**To do**
Extract every line of text from the listing below without any changes, and leave the pictures out of your answer.

* Start Records for the task *

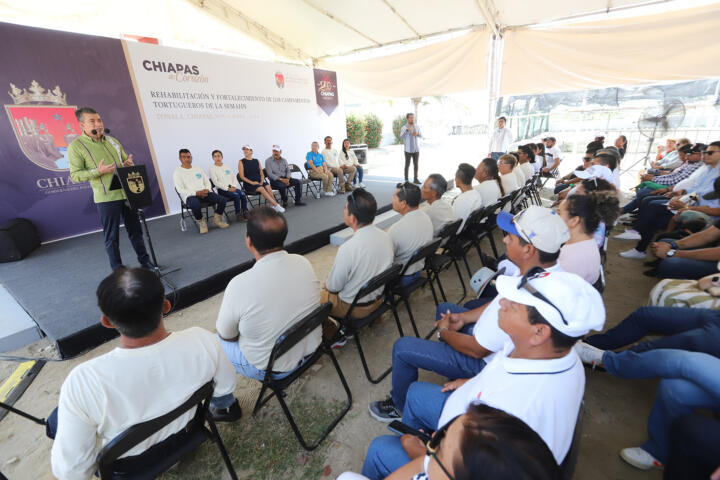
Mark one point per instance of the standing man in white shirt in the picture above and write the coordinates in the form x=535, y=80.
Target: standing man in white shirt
x=500, y=140
x=412, y=231
x=261, y=303
x=150, y=373
x=193, y=186
x=439, y=211
x=409, y=133
x=469, y=199
x=339, y=169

* End Records for the task *

**Solution for this task**
Mark one point per instance of the standing man in white shirt in the picture above and write the coordinates in the form x=535, y=80.
Target: standing man in white shirt
x=500, y=140
x=412, y=231
x=261, y=303
x=150, y=373
x=193, y=186
x=439, y=211
x=409, y=133
x=469, y=199
x=339, y=169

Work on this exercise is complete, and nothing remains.